* start RECORDS PROVIDED *

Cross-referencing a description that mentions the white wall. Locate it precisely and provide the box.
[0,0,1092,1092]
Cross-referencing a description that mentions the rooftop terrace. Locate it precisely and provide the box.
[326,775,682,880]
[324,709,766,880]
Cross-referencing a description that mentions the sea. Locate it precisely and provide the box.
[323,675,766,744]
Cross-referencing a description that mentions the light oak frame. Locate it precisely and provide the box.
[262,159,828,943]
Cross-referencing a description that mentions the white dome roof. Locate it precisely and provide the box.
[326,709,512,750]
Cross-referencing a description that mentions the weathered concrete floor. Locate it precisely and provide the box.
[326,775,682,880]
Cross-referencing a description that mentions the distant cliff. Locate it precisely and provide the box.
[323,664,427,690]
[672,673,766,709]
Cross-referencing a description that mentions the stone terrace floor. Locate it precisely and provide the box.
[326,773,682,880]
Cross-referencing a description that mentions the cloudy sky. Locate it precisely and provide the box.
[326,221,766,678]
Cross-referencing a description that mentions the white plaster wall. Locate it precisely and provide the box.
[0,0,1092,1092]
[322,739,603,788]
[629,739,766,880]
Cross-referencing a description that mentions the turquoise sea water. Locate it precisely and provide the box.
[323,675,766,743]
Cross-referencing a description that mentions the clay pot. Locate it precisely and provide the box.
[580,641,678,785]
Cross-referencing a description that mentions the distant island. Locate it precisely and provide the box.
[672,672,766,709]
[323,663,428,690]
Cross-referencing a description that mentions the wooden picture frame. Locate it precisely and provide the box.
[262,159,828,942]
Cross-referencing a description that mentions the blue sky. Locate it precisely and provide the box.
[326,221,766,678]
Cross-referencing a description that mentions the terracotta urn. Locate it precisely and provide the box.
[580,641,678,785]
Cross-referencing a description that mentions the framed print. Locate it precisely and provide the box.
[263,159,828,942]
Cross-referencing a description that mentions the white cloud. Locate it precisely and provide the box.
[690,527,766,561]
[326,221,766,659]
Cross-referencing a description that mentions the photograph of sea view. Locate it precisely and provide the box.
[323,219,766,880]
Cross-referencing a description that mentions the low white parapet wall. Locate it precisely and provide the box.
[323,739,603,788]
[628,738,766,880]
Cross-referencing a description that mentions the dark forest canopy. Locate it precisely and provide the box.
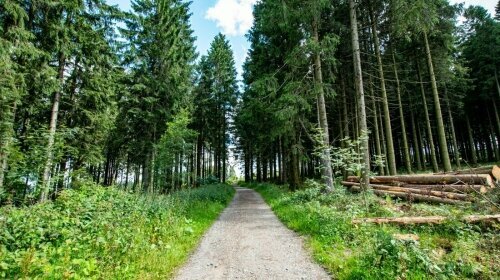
[0,0,500,204]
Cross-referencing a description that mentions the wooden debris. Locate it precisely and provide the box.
[352,214,500,225]
[392,233,420,241]
[351,186,470,204]
[342,182,473,200]
[400,184,488,193]
[342,168,500,204]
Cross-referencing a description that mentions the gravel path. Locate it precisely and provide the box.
[176,187,330,280]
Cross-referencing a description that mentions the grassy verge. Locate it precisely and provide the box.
[0,185,234,279]
[243,180,500,279]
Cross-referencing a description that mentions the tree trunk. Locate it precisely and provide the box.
[392,50,412,173]
[194,133,203,186]
[349,0,375,189]
[351,187,470,204]
[0,101,17,192]
[40,52,66,202]
[424,32,451,172]
[313,15,333,191]
[410,109,422,170]
[417,61,439,172]
[348,174,494,187]
[368,4,397,175]
[342,182,473,201]
[491,98,500,144]
[369,73,385,175]
[465,114,477,165]
[444,88,460,169]
[486,107,500,161]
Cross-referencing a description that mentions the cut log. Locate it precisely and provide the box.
[351,186,470,204]
[434,166,493,175]
[400,184,488,193]
[342,182,474,200]
[347,174,495,188]
[491,165,500,181]
[352,214,500,225]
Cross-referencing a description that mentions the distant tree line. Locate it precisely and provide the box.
[235,0,500,189]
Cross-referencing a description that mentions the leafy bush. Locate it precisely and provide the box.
[0,184,233,279]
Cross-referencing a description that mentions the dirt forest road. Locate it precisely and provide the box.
[176,187,330,280]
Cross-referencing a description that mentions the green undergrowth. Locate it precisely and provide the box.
[0,184,234,279]
[242,182,500,279]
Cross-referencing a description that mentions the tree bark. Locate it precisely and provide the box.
[351,186,470,204]
[342,182,473,201]
[370,4,397,175]
[348,174,494,187]
[465,114,477,165]
[417,61,439,172]
[349,0,370,190]
[313,14,333,191]
[424,32,451,172]
[40,52,66,202]
[369,73,385,175]
[392,50,412,173]
[444,88,461,168]
[410,107,422,170]
[0,100,17,194]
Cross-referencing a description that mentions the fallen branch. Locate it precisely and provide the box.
[342,182,473,200]
[352,214,500,225]
[399,184,488,193]
[351,186,470,204]
[347,174,495,188]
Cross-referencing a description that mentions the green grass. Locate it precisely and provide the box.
[246,180,500,279]
[0,185,234,279]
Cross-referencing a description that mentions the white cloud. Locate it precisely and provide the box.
[205,0,258,36]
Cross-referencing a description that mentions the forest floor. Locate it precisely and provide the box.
[176,187,330,280]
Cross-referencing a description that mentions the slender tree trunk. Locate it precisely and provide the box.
[495,67,500,98]
[369,75,384,175]
[417,61,439,173]
[410,108,422,170]
[492,99,500,144]
[377,100,390,174]
[370,5,397,175]
[0,101,17,194]
[486,107,500,161]
[392,50,412,173]
[40,52,66,202]
[278,137,285,184]
[465,114,477,165]
[194,133,203,186]
[349,0,370,190]
[313,15,333,191]
[444,88,460,169]
[424,32,451,172]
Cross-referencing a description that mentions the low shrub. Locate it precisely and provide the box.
[0,184,233,279]
[245,182,500,279]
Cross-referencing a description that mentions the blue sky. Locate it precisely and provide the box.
[107,0,257,79]
[108,0,497,79]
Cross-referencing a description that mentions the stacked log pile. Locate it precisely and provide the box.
[342,165,500,204]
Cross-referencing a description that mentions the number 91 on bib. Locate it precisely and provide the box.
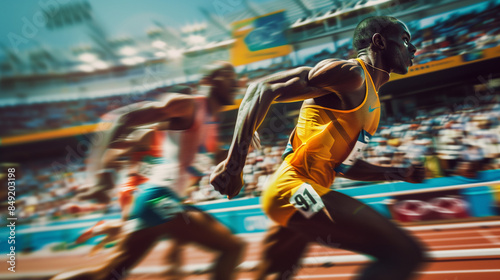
[290,183,325,219]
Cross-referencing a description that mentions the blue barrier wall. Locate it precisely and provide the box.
[0,170,500,254]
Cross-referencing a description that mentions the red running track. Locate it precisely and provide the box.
[4,220,500,280]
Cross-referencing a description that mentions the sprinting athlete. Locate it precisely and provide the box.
[53,62,244,280]
[211,16,424,280]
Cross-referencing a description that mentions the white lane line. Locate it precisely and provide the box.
[423,236,498,243]
[477,230,500,245]
[429,243,500,250]
[413,228,500,237]
[405,221,500,231]
[295,269,500,279]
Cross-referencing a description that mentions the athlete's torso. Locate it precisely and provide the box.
[140,96,217,195]
[286,60,380,188]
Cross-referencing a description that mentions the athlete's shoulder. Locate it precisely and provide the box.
[309,58,365,90]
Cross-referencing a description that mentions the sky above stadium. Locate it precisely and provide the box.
[0,0,269,53]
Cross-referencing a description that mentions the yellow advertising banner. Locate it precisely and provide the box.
[390,46,500,81]
[231,11,292,66]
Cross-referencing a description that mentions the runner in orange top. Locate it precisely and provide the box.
[211,16,424,280]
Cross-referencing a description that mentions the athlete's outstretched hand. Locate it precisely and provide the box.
[210,159,243,199]
[404,164,425,183]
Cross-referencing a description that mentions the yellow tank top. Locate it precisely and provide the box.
[286,59,380,188]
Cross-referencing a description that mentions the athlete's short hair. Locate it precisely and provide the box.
[352,16,399,52]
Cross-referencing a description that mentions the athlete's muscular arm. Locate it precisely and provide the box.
[342,159,425,183]
[111,93,195,141]
[210,60,364,198]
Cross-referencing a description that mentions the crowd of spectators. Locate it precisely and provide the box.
[0,2,500,222]
[0,2,500,136]
[4,92,500,222]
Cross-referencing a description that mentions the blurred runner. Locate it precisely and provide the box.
[53,62,244,280]
[211,16,424,280]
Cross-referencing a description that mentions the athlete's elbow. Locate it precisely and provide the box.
[245,81,279,102]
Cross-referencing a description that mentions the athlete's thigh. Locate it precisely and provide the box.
[262,225,308,272]
[164,210,240,250]
[288,191,416,255]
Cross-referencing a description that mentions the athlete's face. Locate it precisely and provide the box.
[386,21,417,75]
[212,67,237,105]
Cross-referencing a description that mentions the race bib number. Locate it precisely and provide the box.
[137,155,162,178]
[290,183,325,219]
[333,129,372,175]
[149,196,182,219]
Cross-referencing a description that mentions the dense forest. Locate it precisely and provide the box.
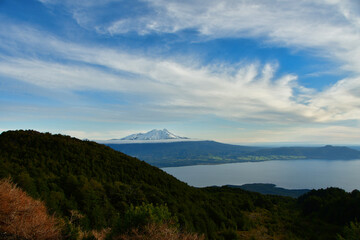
[107,141,360,167]
[0,131,360,239]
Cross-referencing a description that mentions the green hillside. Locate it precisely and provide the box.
[0,131,360,239]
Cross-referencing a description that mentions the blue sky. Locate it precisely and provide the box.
[0,0,360,144]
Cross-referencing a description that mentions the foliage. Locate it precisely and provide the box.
[113,223,204,240]
[337,222,360,240]
[0,131,360,240]
[112,204,176,235]
[0,179,60,240]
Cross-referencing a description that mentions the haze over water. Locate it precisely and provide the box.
[162,159,360,191]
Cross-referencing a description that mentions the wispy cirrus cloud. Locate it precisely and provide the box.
[0,21,360,122]
[0,0,360,142]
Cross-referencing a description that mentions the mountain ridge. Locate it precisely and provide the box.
[119,128,189,141]
[106,141,360,167]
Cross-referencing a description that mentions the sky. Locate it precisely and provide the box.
[0,0,360,145]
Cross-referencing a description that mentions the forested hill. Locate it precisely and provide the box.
[0,131,360,240]
[108,141,360,167]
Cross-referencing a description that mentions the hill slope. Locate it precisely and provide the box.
[0,131,289,238]
[0,131,360,239]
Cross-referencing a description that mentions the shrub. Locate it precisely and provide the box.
[113,204,176,233]
[0,179,61,240]
[113,223,205,240]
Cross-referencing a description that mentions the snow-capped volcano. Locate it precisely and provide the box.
[121,129,188,140]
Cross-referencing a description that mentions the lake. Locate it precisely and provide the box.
[162,159,360,191]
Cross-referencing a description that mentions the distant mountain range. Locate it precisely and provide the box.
[119,128,189,140]
[106,141,360,167]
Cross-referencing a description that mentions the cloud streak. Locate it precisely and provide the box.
[0,19,360,123]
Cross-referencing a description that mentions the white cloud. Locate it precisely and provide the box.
[0,20,360,123]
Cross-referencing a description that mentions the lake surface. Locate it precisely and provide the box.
[162,159,360,191]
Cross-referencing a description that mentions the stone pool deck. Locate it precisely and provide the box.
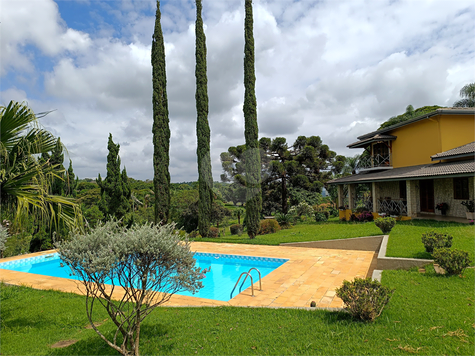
[0,242,375,308]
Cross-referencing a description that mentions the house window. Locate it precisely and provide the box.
[399,180,407,200]
[454,177,469,200]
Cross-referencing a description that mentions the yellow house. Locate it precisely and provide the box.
[329,108,475,218]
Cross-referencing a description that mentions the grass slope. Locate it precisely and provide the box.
[386,220,475,262]
[0,268,475,355]
[196,222,381,245]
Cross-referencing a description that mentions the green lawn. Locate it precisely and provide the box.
[201,221,381,245]
[0,268,475,355]
[386,220,475,262]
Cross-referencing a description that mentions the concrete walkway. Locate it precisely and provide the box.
[0,242,375,308]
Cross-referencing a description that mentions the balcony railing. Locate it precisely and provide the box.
[358,154,392,171]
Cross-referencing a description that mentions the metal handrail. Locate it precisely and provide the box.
[229,272,254,299]
[239,267,262,293]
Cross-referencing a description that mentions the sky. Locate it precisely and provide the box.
[0,0,475,182]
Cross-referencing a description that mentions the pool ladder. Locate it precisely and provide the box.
[229,267,262,299]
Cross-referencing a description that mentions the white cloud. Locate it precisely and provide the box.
[0,0,475,181]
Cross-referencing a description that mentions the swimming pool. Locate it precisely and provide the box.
[0,252,288,302]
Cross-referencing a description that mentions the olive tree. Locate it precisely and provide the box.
[56,221,206,355]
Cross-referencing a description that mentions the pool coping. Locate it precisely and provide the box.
[0,242,374,309]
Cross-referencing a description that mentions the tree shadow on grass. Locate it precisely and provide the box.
[50,324,175,356]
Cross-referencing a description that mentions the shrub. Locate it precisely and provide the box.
[432,247,471,275]
[374,217,396,234]
[56,221,207,355]
[422,231,453,253]
[335,278,394,321]
[358,211,374,222]
[229,224,242,235]
[275,212,295,229]
[315,211,328,222]
[208,226,219,238]
[257,219,280,235]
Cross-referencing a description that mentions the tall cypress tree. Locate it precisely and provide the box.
[152,1,171,224]
[97,134,131,219]
[195,0,213,236]
[49,138,64,195]
[243,0,262,239]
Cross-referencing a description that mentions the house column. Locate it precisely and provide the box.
[348,184,356,210]
[406,180,418,218]
[336,184,344,207]
[371,182,379,213]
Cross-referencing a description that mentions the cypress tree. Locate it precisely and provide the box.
[152,1,171,224]
[243,0,262,239]
[97,134,131,219]
[49,138,64,195]
[63,160,77,196]
[195,0,213,236]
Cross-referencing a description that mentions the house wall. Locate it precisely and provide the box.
[388,115,475,168]
[437,115,475,153]
[434,177,474,218]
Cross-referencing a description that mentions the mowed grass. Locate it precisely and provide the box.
[0,268,475,355]
[386,220,475,263]
[199,221,381,245]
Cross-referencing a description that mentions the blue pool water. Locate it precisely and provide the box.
[0,252,288,301]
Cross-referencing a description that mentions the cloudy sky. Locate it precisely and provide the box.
[0,0,475,182]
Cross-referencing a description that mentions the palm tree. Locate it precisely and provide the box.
[454,83,475,108]
[0,101,82,228]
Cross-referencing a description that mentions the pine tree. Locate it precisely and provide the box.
[243,0,262,239]
[97,134,131,219]
[195,0,213,236]
[49,138,64,195]
[152,1,171,224]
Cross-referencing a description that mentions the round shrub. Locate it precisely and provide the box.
[422,231,453,253]
[335,278,394,321]
[315,211,328,222]
[229,224,242,235]
[432,247,472,275]
[374,217,396,235]
[275,212,295,229]
[358,211,374,222]
[257,219,280,235]
[208,226,219,238]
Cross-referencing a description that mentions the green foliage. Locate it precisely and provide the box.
[374,217,396,234]
[289,202,313,218]
[378,105,442,130]
[195,0,214,236]
[57,221,206,355]
[460,200,475,213]
[257,219,280,235]
[453,83,475,108]
[422,231,453,253]
[432,247,472,275]
[275,211,295,229]
[49,138,64,195]
[97,134,131,219]
[315,211,328,222]
[83,205,104,229]
[335,278,394,321]
[209,226,219,238]
[152,1,170,224]
[229,224,243,235]
[243,0,262,239]
[0,225,9,257]
[0,101,82,231]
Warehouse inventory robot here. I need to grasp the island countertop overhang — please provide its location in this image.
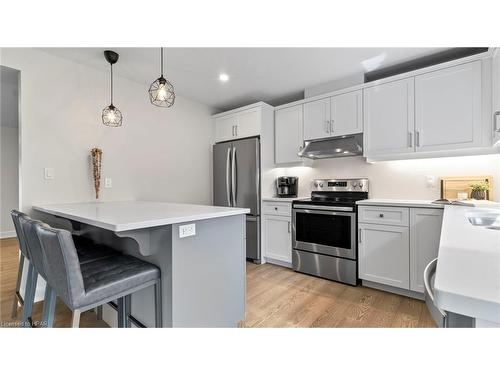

* end RECORDS PROVIDED *

Could you rewrite the lines of the data as a JSON list of strings, one string per line with blank lines omitted, starting with the line containing "Cross-referencing a description that mentions the wooden picture" and going on through the line containing "[263,159,828,942]"?

[
  "Cross-referencing a description that mentions the wooden picture frame. Locate it precisely and provide the box.",
  "[262,159,828,942]",
  "Cross-referencing a description that mentions the blue sky. Locate it precisely and provide the box.",
  "[326,221,766,678]",
  "Cross-referencing a description that mentions the terracotta urn. Locate it precisely and provide the box.",
  "[580,641,678,785]",
  "Cross-referencing a description that mentions the framed print. Locate it precisely and provide the box.",
  "[263,159,828,942]"
]